++++ Selected passage

Sometimes this works (e.g. other hardware, dual core vs. hyperthreading, laptop-disk vs. workstation disk, ...).
Sometimes it doesn't. If it's possible, we may start remote-debugging. If that doesn't help, we may try get our hands on the customer's system.
But of course, we don't write too many bugs in the first place :)

Well, you try your best to reproduce it, and if you can't, you take a long think and consider how such a problem might arise. If you still have no idea, then there's not much you can do about it.

Some of the new features in Visual Studio 2010 will help. See:
Historical Debugger and Test Impact Analysis in Visual Studio Team System 2010
Better Software Quality with Visual Studio Team System 2010
Manual Testing with Visual Studio Team System 2010

Sometimes the bug is not reproducible even in a pre-production environment that is the exact duplicate of the production environment. Concurrency issues are notorious for this.
Random Failures Are Often Concurrency Issues
Link: https://pragprog.com/tips/
The reason can be simply because of the Heisenberg effect, i.e. observation changes behaviour. Another reason can be because the chances are very small of hitting the combination of events that triggers the bug.
Sometimes you are lucky and you have audit logs that you can playback, greatly increasing the chances of recreating the issue. You can also stress the environment with high volumes of transactions. This effectively compresses time so that if the bug occurs say once a week, you may be able to reliably reproduce it in 1 day if you stress the system to 7 X the production load.
The last resort is whitebox testing where you go through the code line by line writing unit tests as you go.

I add logging to the exception handling code throughout the program. You need a method to collect the logs (users can email it, etc.)
Preemptive checks for code versions and sane environments are a good thing too. With the ease of software updates these days the code and environment the user is running has almost certainly not been tested. It didn't exist when you released your code.

With a web project I'm developing at the moment I'm doing something very similar to your technique. I'm building a page that I can direct users to in order to collect information such as their browser version and operating system. I'll also be collecting the apps registry info so i can have a look at what they've been doing.
This is a very real problem. I can only speak for web development, but I find users are rarely able to give me the basic information I would need to look into the issue. I suspect it's entirely possible to do something similar with other kinds of development. My plan is to keep working on this system to make it more and more useful.
But my policy is never to close a bug simply because I can't reproduce it, no matter how annoying it may be. And then there's the cases when it's not a bug, but the user has simply gotten confused. Which is a different type of bug I guess, but just as important.

You talk about problems that are reproducible but only on some systems. These are easy to handle:
First step: By using some sort of remote software, you let the customer tell you what to do to reproduce the problem on the system that has it. If this fails, then close it.
Second step: Try to reproduce the problem on another system. If this fails, make an exact copy of the customers system.
Third step: If it still fails, you have no option than to try to debug it on the customer system.
Once you can reproduce it, you can fix it. Doesn't matter on what system.

++++++++

Tasks and exercises:
a) Transcribe part of the thread on hard-to-reproduce bugs, starting with "But my policy" and going on through "just as important.".
b) Answer these from the thread on hard-to-reproduce bugs:
(i) Which version of Visual Studio is said to have new features that will help?
(ii) What kind of issues are called notorious for not reproducing even in an exact duplicate of the production environment?
(iii) To reproduce a once-a-week bug in 1 day, how many times the production load should the system be stressed?
c) Continue the thread on hard-to-reproduce bugs from its last sentence.

++++ Data excerpts

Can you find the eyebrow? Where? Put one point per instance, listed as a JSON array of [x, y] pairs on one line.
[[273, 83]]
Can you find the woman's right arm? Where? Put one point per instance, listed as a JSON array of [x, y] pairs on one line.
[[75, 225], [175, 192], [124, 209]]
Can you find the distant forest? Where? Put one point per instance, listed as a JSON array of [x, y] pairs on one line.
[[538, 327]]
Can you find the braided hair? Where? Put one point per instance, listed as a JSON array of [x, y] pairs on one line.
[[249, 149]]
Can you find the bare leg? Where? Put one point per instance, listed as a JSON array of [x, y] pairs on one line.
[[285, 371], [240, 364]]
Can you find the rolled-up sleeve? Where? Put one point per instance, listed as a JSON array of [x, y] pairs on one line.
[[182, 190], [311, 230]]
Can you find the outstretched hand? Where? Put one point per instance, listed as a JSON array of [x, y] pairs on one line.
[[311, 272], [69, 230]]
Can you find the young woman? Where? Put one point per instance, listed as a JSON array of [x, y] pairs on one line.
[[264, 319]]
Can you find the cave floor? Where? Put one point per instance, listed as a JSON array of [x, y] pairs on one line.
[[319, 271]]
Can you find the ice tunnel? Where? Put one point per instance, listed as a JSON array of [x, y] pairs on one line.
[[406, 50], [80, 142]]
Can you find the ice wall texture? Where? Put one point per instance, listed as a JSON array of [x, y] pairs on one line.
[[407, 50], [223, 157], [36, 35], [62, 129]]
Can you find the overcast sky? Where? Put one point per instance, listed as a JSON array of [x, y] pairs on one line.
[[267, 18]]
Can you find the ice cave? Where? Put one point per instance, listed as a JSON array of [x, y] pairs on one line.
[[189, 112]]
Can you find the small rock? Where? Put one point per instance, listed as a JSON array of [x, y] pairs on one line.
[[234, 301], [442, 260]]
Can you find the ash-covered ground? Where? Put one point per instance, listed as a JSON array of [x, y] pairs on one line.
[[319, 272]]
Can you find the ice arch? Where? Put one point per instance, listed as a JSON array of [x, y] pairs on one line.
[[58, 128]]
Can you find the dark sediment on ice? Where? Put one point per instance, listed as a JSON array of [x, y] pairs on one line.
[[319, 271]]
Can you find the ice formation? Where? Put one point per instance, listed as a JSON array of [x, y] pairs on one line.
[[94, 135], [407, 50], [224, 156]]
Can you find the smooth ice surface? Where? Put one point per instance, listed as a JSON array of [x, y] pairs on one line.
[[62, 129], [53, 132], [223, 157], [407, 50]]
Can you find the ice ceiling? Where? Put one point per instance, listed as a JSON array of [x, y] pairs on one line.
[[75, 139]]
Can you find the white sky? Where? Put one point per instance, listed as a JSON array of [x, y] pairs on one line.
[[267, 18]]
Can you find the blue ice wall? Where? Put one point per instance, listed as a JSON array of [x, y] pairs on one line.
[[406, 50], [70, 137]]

++++++++

Task-by-task outputs:
a)
But my policy is never to close a bug simply because I can't reproduce it, no matter how annoying it may be. And then there's the cases when it's not a bug, but the user has simply gotten confused. Which is a different type of bug I guess, but just as important.

b)
(i) Visual Studio 2010
(ii) Concurrency issues
(iii) 7 X

c)
The tricky issue are truly non-reproducible issues, that is things that happen only intermittently. For that I'll have to chime in with the reports, logs and stern demands attitude. :)

It is important to categorize such bugs (rarely reproducible) and act on them differently than bugs that are frequently reproducible based on specific user actions.
Clear issue description along with steps to reproduce and observed behavior: Unambiguous reporting helps in understanding of the issue by entire team eliminating incorrect conclusions. For example, user reporting blank screen is different than HMI freeze on user action. Sequence of steps and approx timing of user action is also important.Did the user immediately select the option after screen transition or waited for a few minutes? An interesting bug concerning timing is a car allergic to vanilla ice-cream that baffled automotive engineers.
System config and startup parameters: Sometimes even hardware configuration and application software version (including drivers and firmware version) may do a trick or two. Mismatch of version or configuration can result in issues that are difficult to reproduce in other setups. Hence these are essential details to be captured. Most bug reporting tools have these details as mandatory parameters to report while logging an issue.
Extensive Logging: This is dependent on the logging facilities followed in concerned projects. While working with embedded Linux systems, we not only provide general diagnostic logs, but also system level logs like dmesg or top command logs. You may never know that wrong part is not the code flow but the abnormal memory usage/CPU usage. Identify the type of the issue and report the relevant logs for investigation.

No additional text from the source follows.